TUGAS YANG DIMINTA:
(1) Tuliskan setiap kalimat pada paragraf pertama cerita tentang laptop di bawah ini, satu per baris.
(2) Tulis ulang bagian cerita tentang laptop di bawah ini, mulai dari "Sesampainya di kantor, Kohara-san" sampai "Kohara-san menghibur saya.", dengan mengganti "laptop" menjadi "komputer jinjing".
(3) Lanjutkan cerita tentang laptop di bawah ini setelah kalimat terakhirnya.

Sesampainya di kantor, Kohara-san berniat membantu men-setting laptop saya agar terkoneksi dengan kolputer di laboratorium, untuk mempermudah saya mengirim data-data hasil penelitian. Sayangnya, manual yang ada hanya untuk Windows 7, sedangkan laptop saya Windows 8. Kali ini saya dibuat frustasi hanya untuk mencari icon 'Accessories'. Berkali-kali saya bongkar isi laptop saya namun tidak ketemu. Akhirnya, kami meninggalkan laptop saya untuk makan siang.

"Sumimasen. Sorry I bother you. (Maaf saya merepotkan Anda)", ucap saya pelan.

"Daijoubu desu. Let's go lunch," kata Kohara-san menghibur saya.

DATA YANG DIBERIKAN:

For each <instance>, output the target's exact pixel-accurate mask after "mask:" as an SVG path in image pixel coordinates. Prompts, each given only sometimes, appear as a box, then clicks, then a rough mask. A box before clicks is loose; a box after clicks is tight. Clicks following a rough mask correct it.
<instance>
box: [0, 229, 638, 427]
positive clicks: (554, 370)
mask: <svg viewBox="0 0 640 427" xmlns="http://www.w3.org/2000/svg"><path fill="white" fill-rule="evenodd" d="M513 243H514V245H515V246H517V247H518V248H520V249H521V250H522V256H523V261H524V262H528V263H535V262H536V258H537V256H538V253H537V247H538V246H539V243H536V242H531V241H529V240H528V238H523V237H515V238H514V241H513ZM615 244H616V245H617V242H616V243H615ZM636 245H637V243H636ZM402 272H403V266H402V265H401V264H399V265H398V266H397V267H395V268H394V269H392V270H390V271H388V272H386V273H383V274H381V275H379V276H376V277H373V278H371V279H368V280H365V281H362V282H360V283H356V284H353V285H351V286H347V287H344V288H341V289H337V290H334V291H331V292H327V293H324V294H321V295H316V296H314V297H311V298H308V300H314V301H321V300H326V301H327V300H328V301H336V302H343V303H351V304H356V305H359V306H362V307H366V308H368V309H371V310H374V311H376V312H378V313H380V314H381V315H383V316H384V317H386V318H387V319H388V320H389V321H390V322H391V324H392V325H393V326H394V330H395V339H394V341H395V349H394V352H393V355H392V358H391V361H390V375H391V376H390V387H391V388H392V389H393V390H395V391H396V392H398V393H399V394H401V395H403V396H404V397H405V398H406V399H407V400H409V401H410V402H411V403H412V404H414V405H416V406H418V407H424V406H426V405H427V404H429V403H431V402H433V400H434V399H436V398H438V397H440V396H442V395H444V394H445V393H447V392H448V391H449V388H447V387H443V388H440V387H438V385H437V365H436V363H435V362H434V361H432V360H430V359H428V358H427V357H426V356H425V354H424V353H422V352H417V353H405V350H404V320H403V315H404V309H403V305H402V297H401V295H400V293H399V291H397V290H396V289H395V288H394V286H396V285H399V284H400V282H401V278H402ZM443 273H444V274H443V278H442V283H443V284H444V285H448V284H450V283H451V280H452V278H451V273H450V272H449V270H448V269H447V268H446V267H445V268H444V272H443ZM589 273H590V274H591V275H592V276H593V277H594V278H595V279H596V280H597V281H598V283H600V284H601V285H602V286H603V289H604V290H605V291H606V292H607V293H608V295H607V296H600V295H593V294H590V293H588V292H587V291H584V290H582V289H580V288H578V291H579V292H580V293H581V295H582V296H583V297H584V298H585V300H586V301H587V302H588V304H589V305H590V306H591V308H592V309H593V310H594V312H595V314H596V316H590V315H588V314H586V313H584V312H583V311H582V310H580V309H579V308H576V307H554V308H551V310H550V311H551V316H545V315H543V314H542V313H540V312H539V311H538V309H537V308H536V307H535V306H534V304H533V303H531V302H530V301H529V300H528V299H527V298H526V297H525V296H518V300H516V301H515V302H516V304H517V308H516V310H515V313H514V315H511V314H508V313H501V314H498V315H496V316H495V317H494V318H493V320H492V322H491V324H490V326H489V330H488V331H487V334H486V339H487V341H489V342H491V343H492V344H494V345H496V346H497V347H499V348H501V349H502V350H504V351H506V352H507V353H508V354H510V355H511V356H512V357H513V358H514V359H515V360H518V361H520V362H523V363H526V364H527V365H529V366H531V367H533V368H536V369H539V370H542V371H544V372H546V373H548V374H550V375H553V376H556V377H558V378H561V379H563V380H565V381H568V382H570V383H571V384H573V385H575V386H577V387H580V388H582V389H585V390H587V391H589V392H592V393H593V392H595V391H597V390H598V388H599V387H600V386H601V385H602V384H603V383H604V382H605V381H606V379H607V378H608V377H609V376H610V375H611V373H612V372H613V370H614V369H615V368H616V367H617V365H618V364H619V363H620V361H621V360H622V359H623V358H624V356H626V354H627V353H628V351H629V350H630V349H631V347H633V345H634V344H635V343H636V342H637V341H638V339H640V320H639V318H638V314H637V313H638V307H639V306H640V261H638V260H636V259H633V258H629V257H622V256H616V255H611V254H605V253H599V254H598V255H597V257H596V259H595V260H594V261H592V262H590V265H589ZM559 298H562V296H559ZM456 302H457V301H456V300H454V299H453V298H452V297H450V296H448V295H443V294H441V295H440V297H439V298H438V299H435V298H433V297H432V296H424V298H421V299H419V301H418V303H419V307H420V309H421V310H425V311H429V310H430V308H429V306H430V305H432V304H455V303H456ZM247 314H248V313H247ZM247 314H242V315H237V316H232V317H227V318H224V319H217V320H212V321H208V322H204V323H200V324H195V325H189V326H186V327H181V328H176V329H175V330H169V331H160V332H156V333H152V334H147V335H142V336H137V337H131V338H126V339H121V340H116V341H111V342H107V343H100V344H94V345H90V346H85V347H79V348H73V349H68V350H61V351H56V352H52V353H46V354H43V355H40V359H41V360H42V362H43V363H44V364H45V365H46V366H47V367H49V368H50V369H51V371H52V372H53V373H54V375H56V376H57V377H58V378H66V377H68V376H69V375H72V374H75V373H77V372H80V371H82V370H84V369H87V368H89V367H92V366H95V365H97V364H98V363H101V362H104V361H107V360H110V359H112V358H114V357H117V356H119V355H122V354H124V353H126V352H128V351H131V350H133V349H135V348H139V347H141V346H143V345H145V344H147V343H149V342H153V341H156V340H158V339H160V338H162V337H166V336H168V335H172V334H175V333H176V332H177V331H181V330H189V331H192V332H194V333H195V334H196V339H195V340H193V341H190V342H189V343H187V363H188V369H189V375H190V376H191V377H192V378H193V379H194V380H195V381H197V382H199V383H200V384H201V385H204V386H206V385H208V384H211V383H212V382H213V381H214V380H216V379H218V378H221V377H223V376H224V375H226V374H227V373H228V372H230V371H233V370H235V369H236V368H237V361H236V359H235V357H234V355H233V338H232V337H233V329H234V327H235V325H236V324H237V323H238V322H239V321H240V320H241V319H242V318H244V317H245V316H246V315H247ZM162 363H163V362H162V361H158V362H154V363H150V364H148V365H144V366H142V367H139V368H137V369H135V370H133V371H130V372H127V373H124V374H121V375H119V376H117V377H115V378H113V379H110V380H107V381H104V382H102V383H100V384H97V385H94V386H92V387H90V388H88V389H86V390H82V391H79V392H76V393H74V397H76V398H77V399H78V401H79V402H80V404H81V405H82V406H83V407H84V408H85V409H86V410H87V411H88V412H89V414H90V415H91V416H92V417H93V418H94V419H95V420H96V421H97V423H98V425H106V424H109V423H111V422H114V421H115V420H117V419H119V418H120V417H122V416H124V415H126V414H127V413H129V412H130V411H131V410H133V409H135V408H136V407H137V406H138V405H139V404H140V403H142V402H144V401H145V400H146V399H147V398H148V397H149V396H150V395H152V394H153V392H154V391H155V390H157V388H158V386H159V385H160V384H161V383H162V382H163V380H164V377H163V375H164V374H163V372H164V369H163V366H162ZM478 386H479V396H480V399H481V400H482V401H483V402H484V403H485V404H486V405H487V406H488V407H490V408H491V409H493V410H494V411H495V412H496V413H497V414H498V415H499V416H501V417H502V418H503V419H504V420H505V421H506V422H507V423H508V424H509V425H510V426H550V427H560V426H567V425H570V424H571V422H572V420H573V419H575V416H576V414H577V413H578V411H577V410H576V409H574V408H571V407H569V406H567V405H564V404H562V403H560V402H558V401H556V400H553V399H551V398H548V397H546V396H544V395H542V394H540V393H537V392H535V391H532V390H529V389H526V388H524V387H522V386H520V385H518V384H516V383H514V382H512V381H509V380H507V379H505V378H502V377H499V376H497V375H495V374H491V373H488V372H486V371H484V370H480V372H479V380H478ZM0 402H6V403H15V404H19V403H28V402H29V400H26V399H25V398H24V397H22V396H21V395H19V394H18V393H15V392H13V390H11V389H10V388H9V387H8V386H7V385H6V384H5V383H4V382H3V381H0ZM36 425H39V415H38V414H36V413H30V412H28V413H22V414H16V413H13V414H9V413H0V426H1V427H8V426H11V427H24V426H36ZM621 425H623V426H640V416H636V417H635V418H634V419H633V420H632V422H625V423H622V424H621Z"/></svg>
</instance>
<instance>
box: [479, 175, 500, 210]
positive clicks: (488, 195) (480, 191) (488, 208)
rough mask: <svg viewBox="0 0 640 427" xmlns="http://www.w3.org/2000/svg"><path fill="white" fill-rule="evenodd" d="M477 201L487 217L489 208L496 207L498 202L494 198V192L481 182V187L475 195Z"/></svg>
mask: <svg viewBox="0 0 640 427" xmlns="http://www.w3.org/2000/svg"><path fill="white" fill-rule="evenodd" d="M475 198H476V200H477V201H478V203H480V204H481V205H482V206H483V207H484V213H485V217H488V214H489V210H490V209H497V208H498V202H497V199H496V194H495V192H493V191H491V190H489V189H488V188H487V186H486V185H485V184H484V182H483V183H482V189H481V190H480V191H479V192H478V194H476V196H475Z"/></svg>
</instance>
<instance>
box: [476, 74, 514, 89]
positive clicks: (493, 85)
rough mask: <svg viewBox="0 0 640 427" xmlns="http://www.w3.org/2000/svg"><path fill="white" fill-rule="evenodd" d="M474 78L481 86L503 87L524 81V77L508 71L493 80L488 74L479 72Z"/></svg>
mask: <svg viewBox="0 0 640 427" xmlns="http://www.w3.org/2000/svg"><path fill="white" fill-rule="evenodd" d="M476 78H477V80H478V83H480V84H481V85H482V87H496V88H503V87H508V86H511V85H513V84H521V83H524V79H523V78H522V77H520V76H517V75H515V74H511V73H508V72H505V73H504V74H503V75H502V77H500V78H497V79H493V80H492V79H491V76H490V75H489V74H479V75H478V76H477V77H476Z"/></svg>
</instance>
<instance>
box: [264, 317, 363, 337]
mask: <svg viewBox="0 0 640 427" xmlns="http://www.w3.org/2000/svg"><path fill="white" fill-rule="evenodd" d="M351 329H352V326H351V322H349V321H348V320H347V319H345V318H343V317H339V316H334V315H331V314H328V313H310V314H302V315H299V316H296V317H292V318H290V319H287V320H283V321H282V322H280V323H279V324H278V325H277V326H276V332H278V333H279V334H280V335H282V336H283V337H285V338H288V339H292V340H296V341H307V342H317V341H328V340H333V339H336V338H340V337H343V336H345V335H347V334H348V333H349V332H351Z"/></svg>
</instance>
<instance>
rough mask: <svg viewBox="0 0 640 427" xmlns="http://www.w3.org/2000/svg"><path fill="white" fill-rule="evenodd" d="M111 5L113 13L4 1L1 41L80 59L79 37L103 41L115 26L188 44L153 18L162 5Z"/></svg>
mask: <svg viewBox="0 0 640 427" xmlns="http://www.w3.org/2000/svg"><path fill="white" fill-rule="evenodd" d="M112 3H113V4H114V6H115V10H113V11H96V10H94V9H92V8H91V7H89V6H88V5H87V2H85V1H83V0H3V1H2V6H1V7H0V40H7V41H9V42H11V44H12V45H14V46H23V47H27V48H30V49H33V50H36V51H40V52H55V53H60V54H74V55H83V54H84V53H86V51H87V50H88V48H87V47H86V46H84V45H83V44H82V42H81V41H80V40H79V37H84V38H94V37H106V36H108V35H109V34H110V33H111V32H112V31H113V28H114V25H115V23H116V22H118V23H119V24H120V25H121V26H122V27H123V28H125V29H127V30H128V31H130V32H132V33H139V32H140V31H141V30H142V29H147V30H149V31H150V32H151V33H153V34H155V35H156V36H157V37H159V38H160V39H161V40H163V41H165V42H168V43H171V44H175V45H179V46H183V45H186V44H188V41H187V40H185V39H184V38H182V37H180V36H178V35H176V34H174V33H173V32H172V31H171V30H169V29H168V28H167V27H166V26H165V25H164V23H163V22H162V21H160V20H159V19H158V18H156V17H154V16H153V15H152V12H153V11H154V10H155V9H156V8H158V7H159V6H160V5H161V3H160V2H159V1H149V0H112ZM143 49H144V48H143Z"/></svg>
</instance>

JAWABAN BERURUTAN:
(1)
Sesampainya di kantor, Kohara-san berniat membantu men-setting laptop saya agar terkoneksi dengan kolputer di laboratorium, untuk mempermudah saya mengirim data-data hasil penelitian.
Sayangnya, manual yang ada hanya untuk Windows 7, sedangkan laptop saya Windows 8.
Kali ini saya dibuat frustasi hanya untuk mencari icon 'Accessories'.
Berkali-kali saya bongkar isi laptop saya namun tidak ketemu.
Akhirnya, kami meninggalkan laptop saya untuk makan siang.

(2)
Sesampainya di kantor, Kohara-san berniat membantu men-setting komputer jinjing saya agar terkoneksi dengan kolputer di laboratorium, untuk mempermudah saya mengirim data-data hasil penelitian. Sayangnya, manual yang ada hanya untuk Windows 7, sedangkan komputer jinjing saya Windows 8. Kali ini saya dibuat frustasi hanya untuk mencari icon 'Accessories'. Berkali-kali saya bongkar isi komputer jinjing saya namun tidak ketemu. Akhirnya, kami meninggalkan komputer jinjing saya untuk makan siang.

"Sumimasen. Sorry I bother you. (Maaf saya merepotkan Anda)", ucap saya pelan.

"Daijoubu desu. Let's go lunch," kata Kohara-san menghibur saya.

(3)
Hari ini saya sudah membawa bekal: nasi dan abon pemberian ibu saya, pisang, dan roti pemberian Bu Ira semalam (dari Pak Cepi saya tau kalau manggilnya bukan Bu Ida, tapi Bu Ira, hehehe). Makan siang kali ini saya ditemani Kohara-san di kafetaria. Sambil makan, kami banyak membahas hal-hal sehari-hari di sekitar kami.

Usai makan siang, kami kembali ke ruang kerja. Saya lalu izin shalat ke lantai 7. Alhamdulillah, hari ini saya sudah bisa mengakses praying room. Ruangannya cukup besar, dilengkapi loker, tempat wudhu di dalam ruangan, sekat untuk pria dan wanita, dua helai sajadah, dan sebuah Al-Qur'an di rak sudut ruangan. Bagi saya, ini sebuah anugerah sendiri ketika menjadi minoritas di negara lain, apalagi kata Kohara-san ruang shalat ini masih baru. Alhamdulillah...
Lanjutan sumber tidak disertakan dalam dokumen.